▶ Excerpted text:
[PATCH] D30038: [ADMGPU] SDWA peephole optimization pass.

Thu Feb 16 10:26:52 PST 2017

arsenm added inline comments.

================
Comment at: lib/Target/AMDGPU/AMDGPUTargetMachine.cpp:672-675
+  if (EnableSDWAPeephole) {
+    addPass(&SIPeepholeSDWAID);
+    addPass(&DeadMachineInstructionElimID);
+  }
----------------
This seems late to me, and also introduces a 3rd run of DeadMachineInstructionElim. I would expect to run this right after SIFoldOperands. You have code dealing with VOPC/vcc required uses, but that is of limited help right after the pre-RA run. I consider it a bug that we see any of those at all at this point. 

================
Comment at: lib/Target/AMDGPU/SIPeepholeSDWA.cpp:23
+
+#include <unordered_map>
+
----------------
Should be included last.

▶ Dataset content:
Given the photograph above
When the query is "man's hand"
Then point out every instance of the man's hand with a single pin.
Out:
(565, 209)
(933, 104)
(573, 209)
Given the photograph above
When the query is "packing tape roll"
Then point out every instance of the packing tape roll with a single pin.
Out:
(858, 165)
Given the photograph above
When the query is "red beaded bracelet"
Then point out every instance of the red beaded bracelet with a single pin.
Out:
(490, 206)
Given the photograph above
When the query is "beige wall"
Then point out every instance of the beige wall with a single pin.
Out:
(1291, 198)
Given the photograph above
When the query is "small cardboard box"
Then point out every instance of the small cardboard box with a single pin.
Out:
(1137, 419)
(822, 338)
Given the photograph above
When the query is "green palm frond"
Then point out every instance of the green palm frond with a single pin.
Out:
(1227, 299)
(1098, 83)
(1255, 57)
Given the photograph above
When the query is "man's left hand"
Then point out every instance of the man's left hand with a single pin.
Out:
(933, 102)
* * *
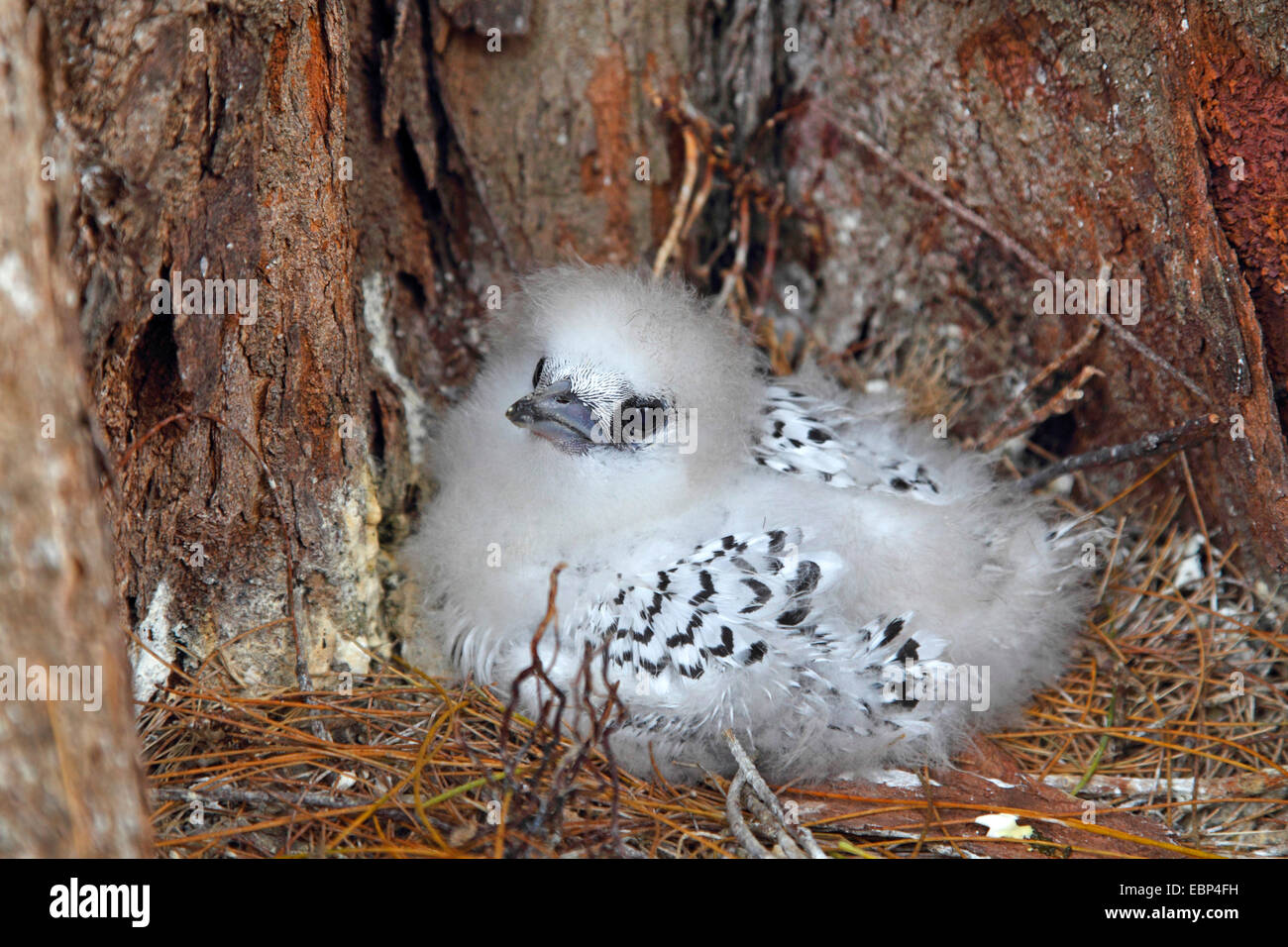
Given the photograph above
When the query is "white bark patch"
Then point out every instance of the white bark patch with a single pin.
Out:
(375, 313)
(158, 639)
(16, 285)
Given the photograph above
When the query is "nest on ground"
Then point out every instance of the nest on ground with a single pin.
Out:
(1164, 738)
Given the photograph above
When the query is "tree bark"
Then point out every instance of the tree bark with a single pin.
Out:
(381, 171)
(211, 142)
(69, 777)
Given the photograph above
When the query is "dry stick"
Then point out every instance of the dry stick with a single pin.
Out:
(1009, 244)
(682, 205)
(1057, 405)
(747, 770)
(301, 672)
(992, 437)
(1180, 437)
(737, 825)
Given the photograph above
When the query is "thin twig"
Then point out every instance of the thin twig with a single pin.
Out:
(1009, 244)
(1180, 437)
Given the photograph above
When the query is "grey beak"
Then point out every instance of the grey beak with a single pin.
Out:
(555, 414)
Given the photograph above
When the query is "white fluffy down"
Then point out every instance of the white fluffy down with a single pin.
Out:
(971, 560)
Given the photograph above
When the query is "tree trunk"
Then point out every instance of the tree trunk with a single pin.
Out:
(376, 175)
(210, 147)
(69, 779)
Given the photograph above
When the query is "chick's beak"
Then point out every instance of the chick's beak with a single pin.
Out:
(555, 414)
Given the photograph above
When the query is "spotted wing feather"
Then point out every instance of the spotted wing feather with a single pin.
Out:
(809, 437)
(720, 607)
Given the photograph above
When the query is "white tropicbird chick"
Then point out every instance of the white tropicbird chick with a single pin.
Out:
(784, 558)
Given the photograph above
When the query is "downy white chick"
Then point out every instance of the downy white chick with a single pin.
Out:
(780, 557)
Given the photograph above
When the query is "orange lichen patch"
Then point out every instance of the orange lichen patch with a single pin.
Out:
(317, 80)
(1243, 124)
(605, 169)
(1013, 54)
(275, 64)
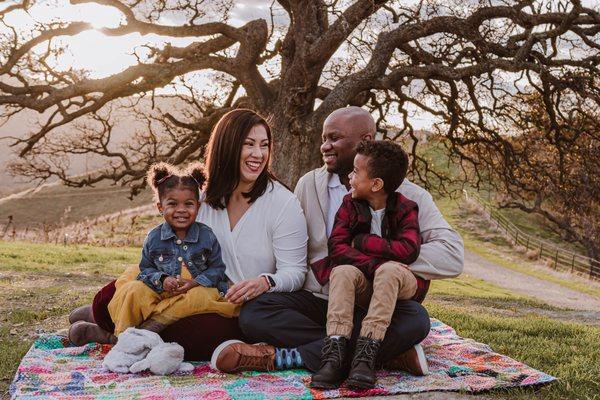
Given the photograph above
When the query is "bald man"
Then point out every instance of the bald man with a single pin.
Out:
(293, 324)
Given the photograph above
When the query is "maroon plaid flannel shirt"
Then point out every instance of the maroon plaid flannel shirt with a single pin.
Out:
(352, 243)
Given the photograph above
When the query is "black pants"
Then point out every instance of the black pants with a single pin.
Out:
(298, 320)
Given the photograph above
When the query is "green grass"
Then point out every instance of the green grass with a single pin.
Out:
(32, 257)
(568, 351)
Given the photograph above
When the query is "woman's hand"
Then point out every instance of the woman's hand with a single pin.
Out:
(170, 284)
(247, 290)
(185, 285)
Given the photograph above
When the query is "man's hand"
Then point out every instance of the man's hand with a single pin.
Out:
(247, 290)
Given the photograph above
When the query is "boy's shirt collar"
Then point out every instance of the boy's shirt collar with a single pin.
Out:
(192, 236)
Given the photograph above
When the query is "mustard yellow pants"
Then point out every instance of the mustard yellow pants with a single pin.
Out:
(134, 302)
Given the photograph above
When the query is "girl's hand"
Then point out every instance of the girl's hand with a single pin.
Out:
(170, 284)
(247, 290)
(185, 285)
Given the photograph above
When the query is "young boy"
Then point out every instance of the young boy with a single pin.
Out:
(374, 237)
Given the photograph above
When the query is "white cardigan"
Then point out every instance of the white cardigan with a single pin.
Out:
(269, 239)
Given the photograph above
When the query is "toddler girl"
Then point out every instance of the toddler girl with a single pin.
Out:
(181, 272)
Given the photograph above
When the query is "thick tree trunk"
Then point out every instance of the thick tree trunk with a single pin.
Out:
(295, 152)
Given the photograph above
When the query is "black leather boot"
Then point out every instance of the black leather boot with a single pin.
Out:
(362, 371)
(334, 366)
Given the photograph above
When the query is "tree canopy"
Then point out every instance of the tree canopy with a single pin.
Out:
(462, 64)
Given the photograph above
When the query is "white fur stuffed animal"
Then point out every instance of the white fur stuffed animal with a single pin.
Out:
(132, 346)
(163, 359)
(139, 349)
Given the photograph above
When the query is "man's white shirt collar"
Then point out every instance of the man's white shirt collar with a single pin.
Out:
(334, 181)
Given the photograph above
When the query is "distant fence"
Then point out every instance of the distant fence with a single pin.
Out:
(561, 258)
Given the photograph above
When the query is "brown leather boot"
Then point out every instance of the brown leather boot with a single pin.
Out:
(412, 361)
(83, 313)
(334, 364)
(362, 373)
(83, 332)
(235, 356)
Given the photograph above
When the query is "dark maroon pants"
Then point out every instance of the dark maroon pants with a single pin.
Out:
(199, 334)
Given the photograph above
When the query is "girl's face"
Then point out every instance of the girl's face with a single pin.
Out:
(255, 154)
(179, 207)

▶ Directives:
1. In the patch review, where does the reviewer expect the SDWA peephole pass to run?
2. Return the passage of the patch review starting at "arsenm added inline" and ending at "at this point.".
3. Write the next part of the patch review, picking up after its final line.
The material is separate from the patch review.

▶ Per-task outputs:
1. Right after SIFoldOperands.

2.
arsenm added inline comments.

================
Comment at: lib/Target/AMDGPU/AMDGPUTargetMachine.cpp:672-675
+  if (EnableSDWAPeephole) {
+    addPass(&SIPeepholeSDWAID);
+    addPass(&DeadMachineInstructionElimID);
+  }
----------------
This seems late to me, and also introduces a 3rd run of DeadMachineInstructionElim. I would expect to run this right after SIFoldOperands. You have code dealing with VOPC/vcc required uses, but that is of limited help right after the pre-RA run. I consider it a bug that we see any of those at all at this point.

3.
================
Comment at: lib/Target/AMDGPU/SIPeepholeSDWA.cpp:59
+
+  typedef SmallVector<std::shared_ptr<SDWAOperand>, 4> SDWAOperandsVector;
+
----------------
Should not need shared_ptr, unique_ptr is enough. The struct is also small enough to store values of

================
Comment at: lib/Target/AMDGPU/SIPeepholeSDWA.cpp:137
+
+inline raw_ostream& operator<<(raw_ostream &OS, const SdwaSel &Sel) {
+  switch(Sel) {
----------------
usual style is static functions without anon namespace

================
Comment at: lib/Target/AMDGPU/SIPeepholeSDWA.cpp:163
+  OS << "SDWA src:" << *Src.getTargetOperand()
+     << " src_sel:" << Src.getSrcSel() << "\n";
+  return OS;
----------------
Single quotes

================
Comment at: lib/Target/AMDGPU/SIPeepholeSDWA.cpp:170
+     << " dst_sel:" << Dst.getDstSel()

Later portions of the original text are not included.